▶ [READING PASSAGE]:
::::::::::
About 1960, during my college days, Professor Waldo W. Braden asked each of us in his class at Louisiana State University to describe ourselves in as few words as possible.

When my turn came, I answered, “I am a conservative activist.”

Professor Braden, who enjoyed quibbles over words, said, “Mr. Blackwell, that is an oxymoron, a contradiction in terms.  A conservative cannot be an activist.”

Having already read much by William F. Buckley, Jr., I knew what “oxymoron” meant.  I replied to my professor, “We’ll see.”

Four years later, I was presidential nominee Sen. Barry Goldwater’s youngest elected delegate to the 1964 Republican National Convention.  By then, even liberal college professors had begun to admit that there are such things as conservative activists.

I base this lecture about the real nature of conservative politics on my more than 50 years of personal political participation and observation. 

I earn my living working for conservative employers:  five and a half years, on and off, as executive director of the national College Republicans; campaign director (manager) of a Republican congressional candidate’s campaign in Louisiana in 1966; a year and a half on the senior staff of the American Enterprise Institute; seven years working for Richard Viguerie, the “Funding Father” of the American conservative movement; a year and a half as a top staffer for conservative U.S. Senator Gordon Humphrey of New Hampshire; three years as a Special Assistant to President Ronald Reagan on his White House Staff, where my duties included serving as President Reagan’s liaison to all American conservative organizations; nine and a half years (1990 to 2000) working part time as executive director of the Council for National Policy, the major conservative movement umbrella organization; and since early 1984, employed as president of the Leadership Institute, the conservative political training educational foundation I created in 1979.

My Republican Party activities include:  in College Republicans, local club co-founder, state chairman, and national executive director; in Young Republicans, local club founder, state chairman, and elected national officer; in senior party Republicans, county committee member, state central committee member first in Louisiana and currently in Virginia; participation in every Republican National Convention starting in 1964, serving as a Delegate or Alternate Delegate at all those conventions except in 1972.  I’m now in my seventh consecutive four-year term as Virginia’s Republican National Committeeman and thus as one of the 168 members of the Republican National Committee.

As a volunteer, I planned and oversaw the 1980 national Youth for Reagan effort, and I currently serve on the governing boards of many different conservative movement organizations (large and small) and Republican Party committees, local, state, and national.

That long experience qualifies me to explain what I believe is the real nature of conservative politics.  As much as almost anyone, I have walked that walk.

The engine of conservative politics in America is the conservative movement, which began largely as a serious intellectual movement in the 1950s.  Its principles were already limited government, free enterprise, strong national defense, and traditional values, but it focused primarily on developing its ideas and on the important job of attracting others to those ideas.
::::::::::
▶ [DATASET EXTRACT]:
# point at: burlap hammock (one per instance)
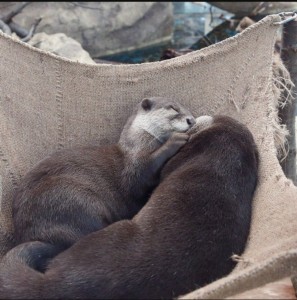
(47, 103)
::::::::::
▶ [AIM OF THE EXERCISE]:
Quote the lecture on conservative politics word for word, between "Having already read" and "participation and observation.", inclusive.

▶ [CORRECT OUTPUT]:
Having already read much by William F. Buckley, Jr., I knew what “oxymoron” meant.  I replied to my professor, “We’ll see.”

Four years later, I was presidential nominee Sen. Barry Goldwater’s youngest elected delegate to the 1964 Republican National Convention.  By then, even liberal college professors had begun to admit that there are such things as conservative activists.

I base this lecture about the real nature of conservative politics on my more than 50 years of personal political participation and observation.